** Task input follows **

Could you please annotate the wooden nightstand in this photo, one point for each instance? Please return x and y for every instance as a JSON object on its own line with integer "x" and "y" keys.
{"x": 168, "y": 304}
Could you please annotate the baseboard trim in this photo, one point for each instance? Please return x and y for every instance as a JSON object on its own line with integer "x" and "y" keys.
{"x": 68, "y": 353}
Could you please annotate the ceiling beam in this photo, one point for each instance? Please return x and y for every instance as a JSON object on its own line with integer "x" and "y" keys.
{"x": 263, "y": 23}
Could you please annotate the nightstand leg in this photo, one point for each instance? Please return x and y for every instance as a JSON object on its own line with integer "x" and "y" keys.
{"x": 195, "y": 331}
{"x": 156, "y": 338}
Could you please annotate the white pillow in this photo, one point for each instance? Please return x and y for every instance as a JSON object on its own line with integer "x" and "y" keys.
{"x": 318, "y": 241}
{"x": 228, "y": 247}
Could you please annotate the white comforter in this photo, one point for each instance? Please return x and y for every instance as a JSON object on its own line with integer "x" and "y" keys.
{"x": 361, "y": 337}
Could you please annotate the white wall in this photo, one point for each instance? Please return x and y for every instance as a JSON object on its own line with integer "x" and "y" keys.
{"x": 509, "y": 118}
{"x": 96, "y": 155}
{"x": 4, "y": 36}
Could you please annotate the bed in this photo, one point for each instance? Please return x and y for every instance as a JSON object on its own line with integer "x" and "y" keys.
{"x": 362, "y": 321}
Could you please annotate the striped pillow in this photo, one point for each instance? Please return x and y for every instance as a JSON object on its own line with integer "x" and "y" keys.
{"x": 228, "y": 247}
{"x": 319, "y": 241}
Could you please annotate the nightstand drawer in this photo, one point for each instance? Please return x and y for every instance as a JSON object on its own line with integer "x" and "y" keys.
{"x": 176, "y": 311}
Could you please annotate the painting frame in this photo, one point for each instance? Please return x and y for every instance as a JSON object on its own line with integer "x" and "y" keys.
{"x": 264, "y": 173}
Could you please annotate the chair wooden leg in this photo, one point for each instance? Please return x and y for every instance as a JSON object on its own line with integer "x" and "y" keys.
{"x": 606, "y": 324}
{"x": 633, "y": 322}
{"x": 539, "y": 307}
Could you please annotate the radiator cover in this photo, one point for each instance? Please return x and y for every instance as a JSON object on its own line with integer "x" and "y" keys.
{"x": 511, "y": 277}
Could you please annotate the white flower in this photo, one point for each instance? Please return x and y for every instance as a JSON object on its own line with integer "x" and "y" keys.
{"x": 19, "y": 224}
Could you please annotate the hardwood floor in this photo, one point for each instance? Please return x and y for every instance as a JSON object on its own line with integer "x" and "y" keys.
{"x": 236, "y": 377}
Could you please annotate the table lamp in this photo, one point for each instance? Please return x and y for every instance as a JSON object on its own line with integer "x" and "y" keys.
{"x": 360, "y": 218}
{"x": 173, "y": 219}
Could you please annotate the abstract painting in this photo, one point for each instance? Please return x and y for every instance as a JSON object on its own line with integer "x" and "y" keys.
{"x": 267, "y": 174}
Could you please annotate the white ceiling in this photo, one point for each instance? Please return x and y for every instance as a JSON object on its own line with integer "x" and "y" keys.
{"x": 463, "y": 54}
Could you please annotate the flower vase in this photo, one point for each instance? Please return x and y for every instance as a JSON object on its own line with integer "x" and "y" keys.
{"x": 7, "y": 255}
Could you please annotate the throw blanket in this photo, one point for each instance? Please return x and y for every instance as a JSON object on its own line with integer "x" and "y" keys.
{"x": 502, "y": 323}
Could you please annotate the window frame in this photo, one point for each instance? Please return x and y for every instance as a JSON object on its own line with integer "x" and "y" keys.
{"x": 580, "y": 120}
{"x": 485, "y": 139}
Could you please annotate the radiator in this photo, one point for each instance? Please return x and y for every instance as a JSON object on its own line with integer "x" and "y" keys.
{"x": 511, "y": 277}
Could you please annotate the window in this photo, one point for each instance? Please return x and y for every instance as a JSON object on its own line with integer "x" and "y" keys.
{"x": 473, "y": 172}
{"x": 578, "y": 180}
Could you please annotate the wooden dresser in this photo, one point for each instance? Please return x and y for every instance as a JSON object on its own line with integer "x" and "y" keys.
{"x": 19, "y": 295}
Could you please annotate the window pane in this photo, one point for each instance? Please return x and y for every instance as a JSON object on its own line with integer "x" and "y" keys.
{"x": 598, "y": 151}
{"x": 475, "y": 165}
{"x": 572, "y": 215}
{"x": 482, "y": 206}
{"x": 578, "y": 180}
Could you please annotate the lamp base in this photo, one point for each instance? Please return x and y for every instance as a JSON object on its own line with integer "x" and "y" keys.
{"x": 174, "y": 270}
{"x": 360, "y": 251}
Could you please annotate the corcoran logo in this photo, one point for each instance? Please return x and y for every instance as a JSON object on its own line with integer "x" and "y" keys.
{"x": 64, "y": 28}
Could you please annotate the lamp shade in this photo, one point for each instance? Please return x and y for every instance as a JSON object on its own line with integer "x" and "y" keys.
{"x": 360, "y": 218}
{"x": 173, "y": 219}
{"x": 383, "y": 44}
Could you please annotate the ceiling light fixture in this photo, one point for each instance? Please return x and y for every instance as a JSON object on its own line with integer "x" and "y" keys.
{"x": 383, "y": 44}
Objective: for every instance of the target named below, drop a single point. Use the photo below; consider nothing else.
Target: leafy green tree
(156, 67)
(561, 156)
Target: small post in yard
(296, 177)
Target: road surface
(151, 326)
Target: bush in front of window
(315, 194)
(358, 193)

** End of Task input **

## Exercise prompt
Reproduce the listing above character for character.

## Output
Could you please annotate the wooden nightstand in this photo, one point for each instance? Please return x and y for every instance as a JSON object on its own line with integer "x" and "y" keys.
{"x": 168, "y": 304}
Could you please annotate the baseboard trim in this photo, one point for each instance? Please return x and y for every instance as a JSON object on its own line with integer "x" and "y" keys.
{"x": 68, "y": 353}
Could you please annotate the ceiling beam in this photo, one point for each instance? Please return x and y for every instance as a JSON object on its own line with integer "x" and "y" keys.
{"x": 263, "y": 23}
Could you please annotate the nightstand leg in this photo, one point for each instance? Please return x and y for every instance as a JSON object on its own line with integer "x" and "y" keys.
{"x": 195, "y": 331}
{"x": 156, "y": 338}
Could you please annotate the white pillow in this photo, one point for each instance? Please return x and y for every instance as a JSON object on its own line with integer "x" and "y" keys.
{"x": 318, "y": 241}
{"x": 228, "y": 247}
Could you please annotate the white comforter in this photo, one point for each instance? Please return x and y for every instance as a JSON object on its own line with integer "x" and "y" keys.
{"x": 361, "y": 337}
Could you please annotate the white wall in this photo, one point for each instance? Please return x and y for every instance as a JSON object on its own line with integer "x" and "y" keys.
{"x": 509, "y": 118}
{"x": 96, "y": 155}
{"x": 4, "y": 36}
Could you please annotate the bed in this photo, one point for each instance? Please return x and y for every instance as a JSON object on its own line with integer "x" and "y" keys.
{"x": 362, "y": 321}
Could you please annotate the striped pillow in this photo, one point for each instance? Please return x and y for every instance as a JSON object on its own line with integer "x" and "y" keys.
{"x": 228, "y": 247}
{"x": 319, "y": 241}
Could you please annotate the nightstand drawer in this photo, one point for each instance? Please return x and y for every instance as a JSON object on its own line with integer "x" and "y" keys.
{"x": 176, "y": 311}
Could you please annotate the painting frame in this photo, one point for each instance? Please return x and y for every instance as a JSON object on its own line with integer "x" and "y" keys.
{"x": 264, "y": 173}
Could you please annotate the chair wooden leg in this photo, one point for each instance? Please return x and y for every instance as a JSON object on its own line with integer "x" and "y" keys.
{"x": 606, "y": 324}
{"x": 633, "y": 322}
{"x": 539, "y": 307}
Could you please annotate the radiator cover in this photo, one point for each instance? Please return x and y for every instance as a JSON object on its own line with integer "x" and "y" keys.
{"x": 511, "y": 277}
Could you please annotate the white flower in this photo, one point for each instance? Please return x and y for every instance as a JSON object on its own line with integer "x" and "y" keys.
{"x": 19, "y": 224}
Could you please annotate the hardwood floor in this photo, one point for each instance? Please return x and y for every instance as a JSON object on its own line with integer "x" and "y" keys.
{"x": 236, "y": 377}
Could you please annotate the table lamp in this photo, one point for each instance? Please return x and y for every instance as a JSON object on its own line with integer "x" and "y" keys.
{"x": 360, "y": 218}
{"x": 173, "y": 219}
Could you please annotate the abstract painting in this photo, one point for each instance? Please return x and y for every instance as a JSON object on its own line with integer "x" and "y" keys.
{"x": 267, "y": 174}
Could you please annotate the white ceiling in this photo, one point for each instance? Please return x and y for every instance as a JSON object on its own line with integer "x" and "y" keys.
{"x": 463, "y": 54}
Could you please annotate the flower vase in this photo, one point for each instance? Please return x and y for every instance as a JSON object on its own line with integer "x" and "y" keys.
{"x": 7, "y": 255}
Could you please annotate the throw blanket in this photo, one point for each instance? Please return x and y for every instance as a JSON object on its own line with integer "x" and "y" keys.
{"x": 502, "y": 323}
Could you please annotate the window frame in this photo, one point for each instance? Please return x and y for every instance as a JSON object on its own line with integer "x" and "y" keys.
{"x": 580, "y": 120}
{"x": 485, "y": 139}
Could you please annotate the radiator in this photo, one point for each instance? Please return x and y for every instance as a JSON object on its own line with integer "x" and "y" keys.
{"x": 511, "y": 277}
Could you please annotate the window in this photo, one point for each instance? Please return x and y for every instance as a JSON object on its own line with integer "x" and "y" keys.
{"x": 473, "y": 172}
{"x": 578, "y": 180}
Could you please annotate the wooden dresser in this photo, one point for each instance? Please return x and y for every instance as a JSON object on its own line with integer "x" and "y" keys.
{"x": 19, "y": 295}
Could you please annotate the window pane in this photo, one point for each instance? Please return x and y for every instance as a JSON object on its own line with integer "x" and "y" keys.
{"x": 598, "y": 151}
{"x": 475, "y": 165}
{"x": 572, "y": 215}
{"x": 482, "y": 206}
{"x": 578, "y": 180}
Could you please annotate the lamp base in this photo, one point for each instance? Please return x and y for every instance as a JSON object on its own line with integer "x" and "y" keys.
{"x": 174, "y": 270}
{"x": 360, "y": 251}
Could you please annotate the corcoran logo in this photo, one point for each instance? Please return x and y for every instance as a JSON object on its own line with integer "x" and "y" keys.
{"x": 64, "y": 28}
Could you please annotate the lamp shade in this photo, one point for each instance? Please return x and y for every instance as a JSON object on its own line with integer "x" and "y" keys.
{"x": 360, "y": 218}
{"x": 173, "y": 219}
{"x": 383, "y": 44}
Could you please annotate the ceiling light fixture in this photo, one point for each instance? Please return x and y for every instance as a JSON object on its own line with integer "x" and "y" keys.
{"x": 383, "y": 44}
Objective: for every instance of the target named below, drop a single point. Use the photo below; consider nothing else.
Target: leafy green tree
(156, 67)
(561, 156)
Target: small post in yard
(296, 177)
Target: road surface
(151, 326)
Target: bush in front of window
(315, 194)
(358, 193)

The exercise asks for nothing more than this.